> **Given exercise 1**:
Using the commentary on Afghanistan, explain why the writer says Davis "puts the cart before the horse" about Afghan self-sufficiency.
> **Given exercise 2**:
According to the commentary on Afghanistan, how many year-long tours did Davis serve in the country before writing his piece?

> **Text passage**:
** START **

Truth, Lies and Afghanistan
Garbage. All I've been thinking about
all week is garbage.
I mean, I just can't stop thinking about it
--Sex, Lies and Videotape (1989)
________________
The Armed Forces Journal ran a piece earlier this month by Lieutenant Colonel Daniel L. Davis, "Truth, Lies and Afghanistan: How Military Leaders Have Let Us Down." After two year-long tours in the country, Davis decided to write about how the reality he saw did not mesh with the spin.
While it is commendable that LTC Davis spoke his truth, Ranger will fish out the problematic details.
In his first graph, Davis speaks of "the enemy", but of whose enemy is speaking? Are the enemies of the Afghan government enemies of my country? Is the U.S. war fighting or doing counterinsurgency (COIN)? What is our mission? How did killing Taliban become a U.S. war policy?
Davis says he deployed hoping to find local governments and military "progressing toward self-sufficiency", but becoming self-sufficient is not an outcome of the application of military power; to the contrary. A nation has military power because it is self-sufficient. Mirroring U.S. policy, LTC Davis puts the cart before the horse.
Writes Davis:
I saw the incredible difficulties any military force would have to pacify even a single area of any of those provinces; I heard many stories of how insurgents controlled virtually every piece of land beyond eyeshot of a U.S. or International Security Assistance Force (ISAF) base.
How does "pacification" relate to the U.S. effort? What is pacification, and is it a part of nation-building? Have there been any precedents for successful military pacification programs central to a U.S. mission in a theatre scenario? Surely it is not as simple as occupying key terrain and killing all opposition forces.
Is it possible that the insurgents, the Taliban and the Afghan people are not aligned with U.S. goals? Davis saw "little or no evidence" of a government capable of providing even basic needs, and "[s]ome of the Afghan civilians I talked with said the people didn’t want to be connected to a predatory or incapable local government."
If true, then there is no government structure in Afghanistan -- only a poor simulacrum reliant totally on U.S. arms to subjugate the population. This is not a reason for the U.S. military to be killing people on a daily basis, and Davis suggests as much.
When speaking of the police, Davis asks a police captain if they send out harassing patrols, but harassing patrols and combat patrols are military functions, and should be separate from police authority. Police should not hunt people down for the purpose of killing them; they are law enforcement, not war fighters.
Of course, the police captain thought Cavalry LTC Davis's question nuts:
“No! We don’t go after them,” he said. “That would be dangerous!”

** END **

> **Items**:
** START **

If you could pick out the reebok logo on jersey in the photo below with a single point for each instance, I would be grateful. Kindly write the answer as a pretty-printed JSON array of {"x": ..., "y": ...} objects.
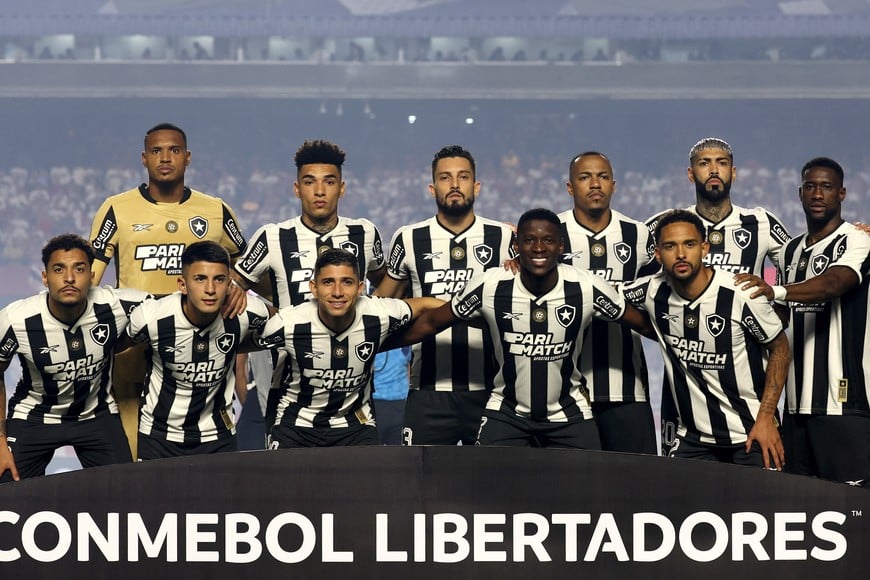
[
  {"x": 100, "y": 334},
  {"x": 198, "y": 226}
]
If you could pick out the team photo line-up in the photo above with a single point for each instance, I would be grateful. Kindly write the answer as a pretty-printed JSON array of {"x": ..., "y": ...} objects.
[{"x": 519, "y": 336}]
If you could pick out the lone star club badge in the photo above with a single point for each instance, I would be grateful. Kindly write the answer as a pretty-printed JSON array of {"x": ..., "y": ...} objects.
[
  {"x": 100, "y": 334},
  {"x": 225, "y": 342},
  {"x": 565, "y": 315},
  {"x": 715, "y": 324},
  {"x": 820, "y": 264},
  {"x": 198, "y": 226},
  {"x": 364, "y": 350},
  {"x": 350, "y": 247},
  {"x": 623, "y": 252},
  {"x": 742, "y": 238},
  {"x": 483, "y": 254}
]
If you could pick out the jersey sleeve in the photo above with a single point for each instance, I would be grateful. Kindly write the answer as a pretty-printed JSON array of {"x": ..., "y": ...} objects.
[
  {"x": 759, "y": 319},
  {"x": 272, "y": 334},
  {"x": 779, "y": 236},
  {"x": 254, "y": 262},
  {"x": 377, "y": 256},
  {"x": 396, "y": 265},
  {"x": 232, "y": 238},
  {"x": 466, "y": 305},
  {"x": 104, "y": 232},
  {"x": 607, "y": 302},
  {"x": 8, "y": 340}
]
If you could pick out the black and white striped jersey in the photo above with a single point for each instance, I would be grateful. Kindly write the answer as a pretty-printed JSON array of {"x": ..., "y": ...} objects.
[
  {"x": 439, "y": 263},
  {"x": 190, "y": 384},
  {"x": 612, "y": 357},
  {"x": 289, "y": 250},
  {"x": 740, "y": 241},
  {"x": 713, "y": 353},
  {"x": 537, "y": 340},
  {"x": 66, "y": 369},
  {"x": 325, "y": 378},
  {"x": 830, "y": 371}
]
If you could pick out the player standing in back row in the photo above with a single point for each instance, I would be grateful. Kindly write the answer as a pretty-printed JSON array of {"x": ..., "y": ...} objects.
[{"x": 452, "y": 372}]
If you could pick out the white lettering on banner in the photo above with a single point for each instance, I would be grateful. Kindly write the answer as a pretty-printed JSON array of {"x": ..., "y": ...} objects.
[{"x": 444, "y": 538}]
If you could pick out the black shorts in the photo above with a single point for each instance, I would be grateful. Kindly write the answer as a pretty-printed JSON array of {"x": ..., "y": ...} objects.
[
  {"x": 151, "y": 447},
  {"x": 502, "y": 429},
  {"x": 443, "y": 417},
  {"x": 626, "y": 427},
  {"x": 284, "y": 437},
  {"x": 735, "y": 454},
  {"x": 834, "y": 447},
  {"x": 98, "y": 441}
]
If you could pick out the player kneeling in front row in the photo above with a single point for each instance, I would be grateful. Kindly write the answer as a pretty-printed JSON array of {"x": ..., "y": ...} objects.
[
  {"x": 64, "y": 339},
  {"x": 329, "y": 346},
  {"x": 188, "y": 403}
]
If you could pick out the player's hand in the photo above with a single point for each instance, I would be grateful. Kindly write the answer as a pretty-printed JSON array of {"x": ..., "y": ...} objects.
[
  {"x": 766, "y": 433},
  {"x": 7, "y": 462},
  {"x": 236, "y": 302},
  {"x": 747, "y": 281}
]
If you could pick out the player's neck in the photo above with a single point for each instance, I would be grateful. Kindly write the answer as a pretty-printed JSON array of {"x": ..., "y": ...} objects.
[
  {"x": 820, "y": 230},
  {"x": 66, "y": 314},
  {"x": 197, "y": 318},
  {"x": 456, "y": 223},
  {"x": 323, "y": 226},
  {"x": 337, "y": 324},
  {"x": 593, "y": 221},
  {"x": 714, "y": 211},
  {"x": 166, "y": 192},
  {"x": 695, "y": 286},
  {"x": 540, "y": 285}
]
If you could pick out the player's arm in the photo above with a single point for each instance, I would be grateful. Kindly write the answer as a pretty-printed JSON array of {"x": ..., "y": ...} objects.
[
  {"x": 429, "y": 322},
  {"x": 389, "y": 287},
  {"x": 832, "y": 283},
  {"x": 765, "y": 431},
  {"x": 7, "y": 462},
  {"x": 638, "y": 321}
]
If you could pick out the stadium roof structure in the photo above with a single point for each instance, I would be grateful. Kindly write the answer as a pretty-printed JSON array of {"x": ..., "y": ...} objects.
[{"x": 405, "y": 18}]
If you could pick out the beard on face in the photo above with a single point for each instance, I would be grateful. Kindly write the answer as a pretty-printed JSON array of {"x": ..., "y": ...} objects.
[
  {"x": 716, "y": 194},
  {"x": 455, "y": 208}
]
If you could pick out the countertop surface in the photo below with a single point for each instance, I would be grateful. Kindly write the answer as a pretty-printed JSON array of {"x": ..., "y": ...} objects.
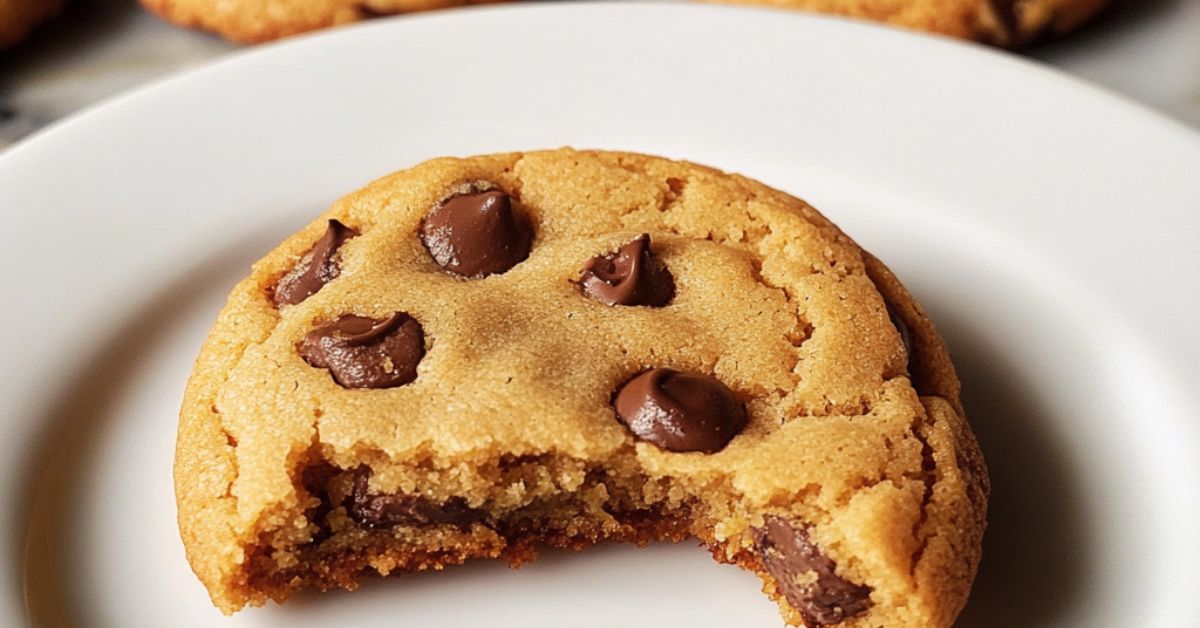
[{"x": 1145, "y": 49}]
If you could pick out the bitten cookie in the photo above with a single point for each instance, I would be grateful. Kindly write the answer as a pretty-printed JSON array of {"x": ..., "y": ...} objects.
[
  {"x": 479, "y": 357},
  {"x": 1008, "y": 23},
  {"x": 258, "y": 21},
  {"x": 18, "y": 17}
]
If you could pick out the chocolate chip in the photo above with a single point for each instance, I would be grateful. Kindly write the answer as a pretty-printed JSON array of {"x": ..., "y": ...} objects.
[
  {"x": 315, "y": 269},
  {"x": 630, "y": 276},
  {"x": 679, "y": 412},
  {"x": 365, "y": 352},
  {"x": 477, "y": 233},
  {"x": 381, "y": 510},
  {"x": 805, "y": 576}
]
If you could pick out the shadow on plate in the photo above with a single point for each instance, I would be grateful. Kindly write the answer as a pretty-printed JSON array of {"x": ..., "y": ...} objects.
[
  {"x": 1036, "y": 558},
  {"x": 1036, "y": 552},
  {"x": 79, "y": 416}
]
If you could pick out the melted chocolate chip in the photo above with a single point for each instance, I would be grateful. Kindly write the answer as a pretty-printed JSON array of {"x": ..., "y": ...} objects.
[
  {"x": 808, "y": 578},
  {"x": 315, "y": 269},
  {"x": 475, "y": 234},
  {"x": 679, "y": 412},
  {"x": 365, "y": 352},
  {"x": 379, "y": 510},
  {"x": 628, "y": 276}
]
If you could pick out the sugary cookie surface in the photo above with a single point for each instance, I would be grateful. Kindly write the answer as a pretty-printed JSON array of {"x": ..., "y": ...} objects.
[
  {"x": 481, "y": 356},
  {"x": 1008, "y": 23}
]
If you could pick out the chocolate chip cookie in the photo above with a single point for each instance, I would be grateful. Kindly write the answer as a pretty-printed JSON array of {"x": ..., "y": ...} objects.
[
  {"x": 1008, "y": 23},
  {"x": 18, "y": 17},
  {"x": 481, "y": 357},
  {"x": 258, "y": 21}
]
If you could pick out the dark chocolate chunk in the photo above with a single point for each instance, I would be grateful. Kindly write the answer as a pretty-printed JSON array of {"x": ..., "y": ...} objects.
[
  {"x": 364, "y": 352},
  {"x": 475, "y": 234},
  {"x": 805, "y": 576},
  {"x": 315, "y": 269},
  {"x": 679, "y": 412},
  {"x": 629, "y": 276},
  {"x": 379, "y": 510}
]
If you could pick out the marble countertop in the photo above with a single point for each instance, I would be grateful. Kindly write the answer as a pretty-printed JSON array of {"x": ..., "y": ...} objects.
[{"x": 1146, "y": 49}]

** END **

> **Worked answer 1**:
The writer argues that self-sufficiency is not a result of applying military power. The order runs the other way: a nation has military power because it is self-sufficient. Davis, like U.S. policy, expects military power to produce self-sufficiency, so he has the sequence reversed.

> **Worked answer 2**:
Two.